Texto base
━━━━━━━━

La política contemporánea, al
menos la de las últimas ocho décadas, no es un juego de elites
desprendidas de las ciudadanías. Existe una tendencia a ver la política
internacional o nacional como el juego de tres, cuatro o cinco
grandes señores, que por sí y ante sí acuerdan, disienten,
pactan, resuelven, confrontan, o como una masa profesional de
algunos centenares de actores, que actúan por sí y ante sí. Pero
la relación de las elites y la ciudadanía es muy compleja y
fluida. Por un lado las dirigencias políticas son un reflejo de la
gente, ejercen una representación fiduciaria, exponen las formas de
pensar y sentir, la cosmovisión, los ideales y valores de porciones
de la sociedad, y en tanto tales, su acción queda condicionada por
lo que representan. Por otro lado son guía de la gente, el segmento
especializado en lo político y lo público que, a posteriori de
haber obtenido la confianza y transformarse en referente, asume
posiciones, las transmite al segmento que representan y los convoca.
Es, pues, un juego de doble vuelta: las dirigencias que toman
posiciones y realizan una acción de convencimiento sobre los
segmentos de poblaciones afines, y la gente que influye con su penar
y sentir sobre las dirigencias. Esta ciudadanía influye en forma
directa por dos grandes vías: una es a través de la micropolítica,
del contacto directo y personal de los actores políticos con los
ciudadanos, y la otra es como opinión pública, como colectivo, que
es lo que miden y detectan las encuestas.
La labor de un dirigente político
en relación a la ciudadanía que representa es harto difícil. Si
toma una posición pasiva, de leer las encuestas y seguir
estrictamente el sentir y el pensar de la gente, puede terminar en
la inacción, en la no conducción, en generar un vacío de
liderazgo. Si su pensamiento va muy lejos de la comprensión de la
gente y queda muy distante de ese pensar y sentir, puede
transformarse en un profeta, en un visionario, en un precursor, en
alguien que deja una huella hacia el futuro, pero que tampoco ejerce
conducción en el presente. El liderazgo consiste en la justa y difícil
combinación del adelantamiento al futuro en la medida exacta para
que la gente pueda seguir ese liderazgo, a partir del pensar y el
sentir presente. Hay, pues, dos formas de inacción: el estar más
acá del liderazgo, muy pegado al sentir presente de la gente, y el
estar más allá del liderazgo, en una actitud profética que carece
de convocatoria actual. Todo esto pretende decir que los dirigentes
políticos tienen siempre un margen propio de acción, pero que ese
margen es limitado y debe ser administrado con cuidado. La pretensión
de muchos intelectuales (tanto economistas como politólogos) es
considerar ilimitada la capacidad de decisión de las elites políticas
en relación a la gente, y por tanto concluir que es un mero tema de
voluntad personal el apoyar o dejar de apoyar planes o elencos.

━━━━━━━━

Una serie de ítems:
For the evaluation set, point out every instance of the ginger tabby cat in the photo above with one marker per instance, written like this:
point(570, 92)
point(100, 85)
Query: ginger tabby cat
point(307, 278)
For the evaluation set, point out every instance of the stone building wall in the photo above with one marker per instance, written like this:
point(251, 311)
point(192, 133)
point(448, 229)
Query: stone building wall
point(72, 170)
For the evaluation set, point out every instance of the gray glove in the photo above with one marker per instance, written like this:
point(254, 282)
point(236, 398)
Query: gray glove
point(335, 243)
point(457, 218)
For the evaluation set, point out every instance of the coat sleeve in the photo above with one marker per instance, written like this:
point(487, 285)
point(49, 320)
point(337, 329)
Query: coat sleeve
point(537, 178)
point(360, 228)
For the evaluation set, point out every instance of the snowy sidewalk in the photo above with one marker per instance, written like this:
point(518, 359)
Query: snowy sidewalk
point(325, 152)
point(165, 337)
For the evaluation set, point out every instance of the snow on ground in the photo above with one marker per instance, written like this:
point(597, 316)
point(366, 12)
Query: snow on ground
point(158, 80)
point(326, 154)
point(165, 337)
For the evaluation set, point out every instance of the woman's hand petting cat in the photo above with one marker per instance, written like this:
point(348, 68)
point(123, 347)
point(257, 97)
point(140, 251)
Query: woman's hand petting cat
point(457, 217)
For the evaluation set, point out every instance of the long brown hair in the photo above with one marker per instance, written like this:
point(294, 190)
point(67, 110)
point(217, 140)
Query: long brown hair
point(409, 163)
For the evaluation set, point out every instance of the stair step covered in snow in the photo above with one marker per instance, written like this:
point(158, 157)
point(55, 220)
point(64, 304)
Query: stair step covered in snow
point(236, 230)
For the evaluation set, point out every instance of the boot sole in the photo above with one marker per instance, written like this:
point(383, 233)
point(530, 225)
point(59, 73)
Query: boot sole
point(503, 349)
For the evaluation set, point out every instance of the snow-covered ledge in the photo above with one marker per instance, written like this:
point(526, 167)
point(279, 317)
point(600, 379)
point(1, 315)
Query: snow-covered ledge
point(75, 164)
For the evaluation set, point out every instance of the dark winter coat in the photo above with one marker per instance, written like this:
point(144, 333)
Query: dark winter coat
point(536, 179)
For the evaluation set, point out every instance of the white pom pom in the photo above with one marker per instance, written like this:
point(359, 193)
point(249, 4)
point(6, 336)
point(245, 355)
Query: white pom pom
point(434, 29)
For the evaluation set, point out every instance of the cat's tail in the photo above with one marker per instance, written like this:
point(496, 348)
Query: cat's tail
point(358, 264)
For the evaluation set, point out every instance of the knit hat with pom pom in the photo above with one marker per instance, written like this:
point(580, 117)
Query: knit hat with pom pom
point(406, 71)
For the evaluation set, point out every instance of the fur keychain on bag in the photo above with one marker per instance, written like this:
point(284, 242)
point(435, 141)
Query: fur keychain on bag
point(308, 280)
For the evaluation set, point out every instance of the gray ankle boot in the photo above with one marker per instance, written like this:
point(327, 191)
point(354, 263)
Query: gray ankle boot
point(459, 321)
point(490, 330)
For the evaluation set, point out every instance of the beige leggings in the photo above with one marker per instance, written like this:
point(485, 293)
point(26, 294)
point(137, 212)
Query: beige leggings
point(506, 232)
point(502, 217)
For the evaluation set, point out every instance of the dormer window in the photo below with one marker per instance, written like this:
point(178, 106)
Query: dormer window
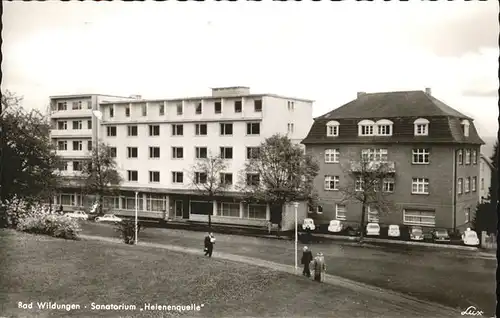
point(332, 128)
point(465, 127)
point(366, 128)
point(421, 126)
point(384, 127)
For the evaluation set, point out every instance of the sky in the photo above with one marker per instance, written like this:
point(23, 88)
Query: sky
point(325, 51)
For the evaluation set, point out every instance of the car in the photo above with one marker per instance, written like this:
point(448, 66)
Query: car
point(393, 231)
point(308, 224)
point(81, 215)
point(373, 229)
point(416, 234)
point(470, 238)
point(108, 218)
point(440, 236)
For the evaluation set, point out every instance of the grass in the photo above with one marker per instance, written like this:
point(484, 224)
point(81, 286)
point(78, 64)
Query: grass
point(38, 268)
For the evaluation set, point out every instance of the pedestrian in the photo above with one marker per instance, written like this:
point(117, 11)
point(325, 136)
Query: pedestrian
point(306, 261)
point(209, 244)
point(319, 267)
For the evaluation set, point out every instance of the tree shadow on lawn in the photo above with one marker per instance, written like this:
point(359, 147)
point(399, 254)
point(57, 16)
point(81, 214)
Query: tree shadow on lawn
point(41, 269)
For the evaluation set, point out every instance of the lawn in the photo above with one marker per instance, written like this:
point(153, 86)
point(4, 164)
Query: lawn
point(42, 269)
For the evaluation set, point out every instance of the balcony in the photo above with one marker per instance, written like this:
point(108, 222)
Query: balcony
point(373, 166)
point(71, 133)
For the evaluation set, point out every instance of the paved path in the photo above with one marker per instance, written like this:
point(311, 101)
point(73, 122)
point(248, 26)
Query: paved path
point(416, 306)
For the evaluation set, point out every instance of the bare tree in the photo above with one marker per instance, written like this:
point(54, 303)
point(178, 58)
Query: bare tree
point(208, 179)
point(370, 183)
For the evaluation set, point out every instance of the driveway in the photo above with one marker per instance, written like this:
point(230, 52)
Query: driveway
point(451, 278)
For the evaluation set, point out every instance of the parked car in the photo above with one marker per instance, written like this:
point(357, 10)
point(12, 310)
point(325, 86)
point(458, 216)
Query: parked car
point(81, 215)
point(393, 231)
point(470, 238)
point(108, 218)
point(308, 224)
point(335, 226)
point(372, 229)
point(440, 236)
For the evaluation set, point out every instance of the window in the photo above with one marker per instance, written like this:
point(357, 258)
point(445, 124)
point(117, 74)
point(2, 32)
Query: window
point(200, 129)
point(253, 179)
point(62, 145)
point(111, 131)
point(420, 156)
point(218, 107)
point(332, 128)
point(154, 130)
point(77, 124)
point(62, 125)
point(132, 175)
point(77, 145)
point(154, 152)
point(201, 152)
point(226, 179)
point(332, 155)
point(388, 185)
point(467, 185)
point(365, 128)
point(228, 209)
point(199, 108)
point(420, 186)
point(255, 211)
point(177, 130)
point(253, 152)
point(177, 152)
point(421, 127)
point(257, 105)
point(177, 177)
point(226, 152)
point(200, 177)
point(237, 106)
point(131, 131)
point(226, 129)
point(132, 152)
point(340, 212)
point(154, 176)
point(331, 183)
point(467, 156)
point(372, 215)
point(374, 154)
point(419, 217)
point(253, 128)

━━━━━━━━

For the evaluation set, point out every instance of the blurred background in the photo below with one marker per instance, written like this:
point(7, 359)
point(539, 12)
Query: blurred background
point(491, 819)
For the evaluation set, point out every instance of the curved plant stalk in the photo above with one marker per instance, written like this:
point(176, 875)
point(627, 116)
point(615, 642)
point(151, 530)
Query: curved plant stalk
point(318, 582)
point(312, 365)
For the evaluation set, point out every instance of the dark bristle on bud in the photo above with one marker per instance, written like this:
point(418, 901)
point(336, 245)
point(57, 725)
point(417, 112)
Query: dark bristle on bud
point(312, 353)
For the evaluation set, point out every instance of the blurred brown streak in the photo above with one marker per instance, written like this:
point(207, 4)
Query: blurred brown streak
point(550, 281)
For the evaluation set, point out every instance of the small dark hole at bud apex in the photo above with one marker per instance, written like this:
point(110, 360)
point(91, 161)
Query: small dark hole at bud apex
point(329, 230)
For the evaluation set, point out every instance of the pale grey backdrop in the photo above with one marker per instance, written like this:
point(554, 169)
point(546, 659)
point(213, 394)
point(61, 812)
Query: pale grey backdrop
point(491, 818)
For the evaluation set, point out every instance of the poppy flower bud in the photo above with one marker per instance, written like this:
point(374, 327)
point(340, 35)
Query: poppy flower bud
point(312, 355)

━━━━━━━━

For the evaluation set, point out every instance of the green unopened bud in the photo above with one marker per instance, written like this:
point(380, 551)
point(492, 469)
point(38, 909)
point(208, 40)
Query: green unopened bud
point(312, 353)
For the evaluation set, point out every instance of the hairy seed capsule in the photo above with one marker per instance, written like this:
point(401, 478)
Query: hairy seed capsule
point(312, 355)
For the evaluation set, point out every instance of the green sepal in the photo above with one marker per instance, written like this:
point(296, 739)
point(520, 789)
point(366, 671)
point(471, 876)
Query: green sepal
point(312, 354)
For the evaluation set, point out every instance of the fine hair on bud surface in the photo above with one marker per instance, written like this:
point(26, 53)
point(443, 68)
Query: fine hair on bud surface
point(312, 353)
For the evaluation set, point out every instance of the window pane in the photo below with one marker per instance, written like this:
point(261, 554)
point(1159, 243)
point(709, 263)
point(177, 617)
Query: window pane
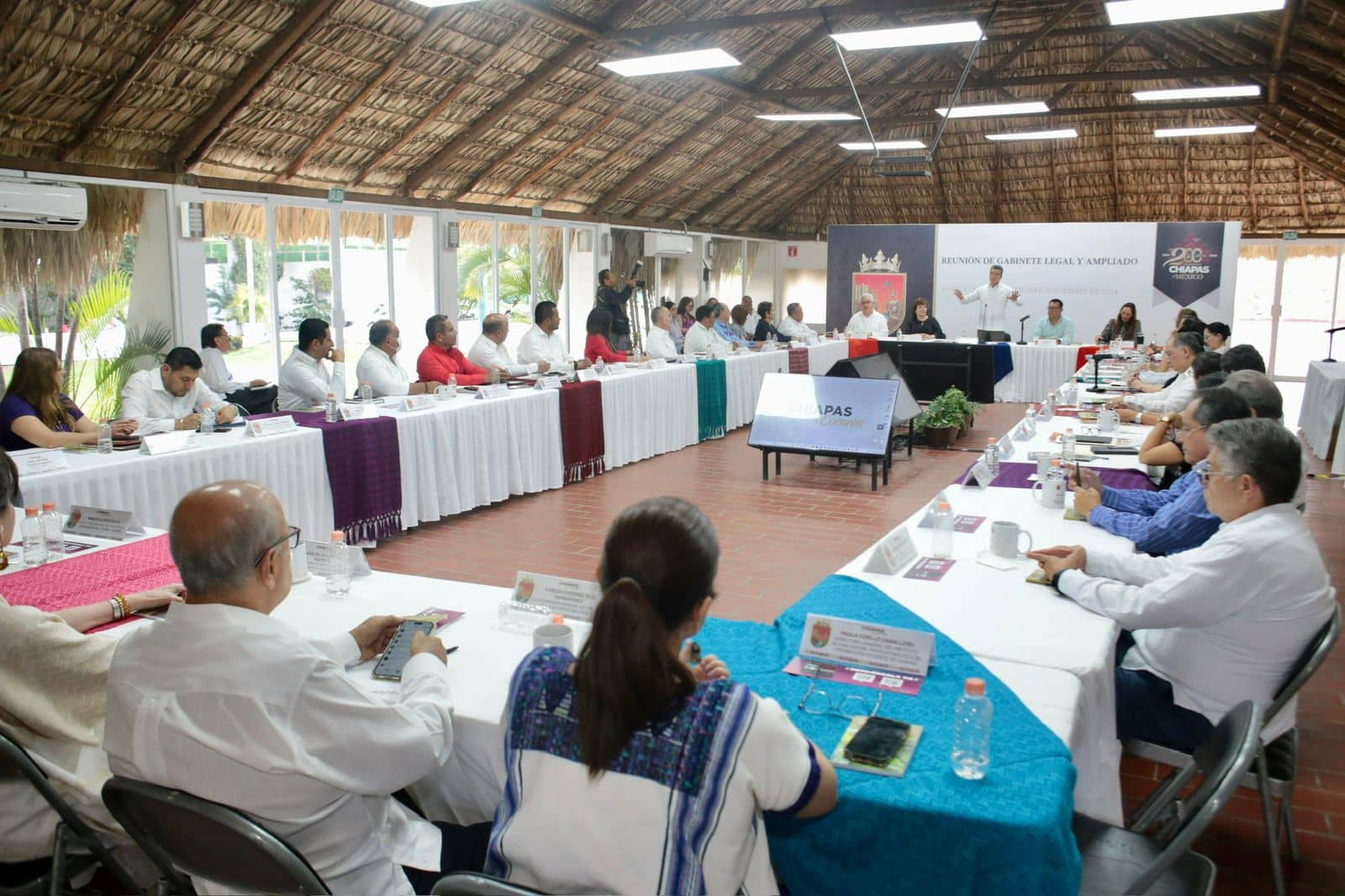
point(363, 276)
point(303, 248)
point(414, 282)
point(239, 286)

━━━━━━━━

Qué se pide
Transcribe literalmente el texto sobre las elites políticas y la ciudadanía, comenzando por "Es, pues, un" y siguiendo hasta "detectan las encuestas.". Los ítems no intervienen en este ejercicio.

Solución propuesta
Es, pues, un juego de doble vuelta: las dirigencias que toman
posiciones y realizan una acción de convencimiento sobre los
segmentos de poblaciones afines, y la gente que influye con su penar
y sentir sobre las dirigencias. Esta ciudadanía influye en forma
directa por dos grandes vías: una es a través de la micropolítica,
del contacto directo y personal de los actores políticos con los
ciudadanos, y la otra es como opinión pública, como colectivo, que
es lo que miden y detectan las encuestas.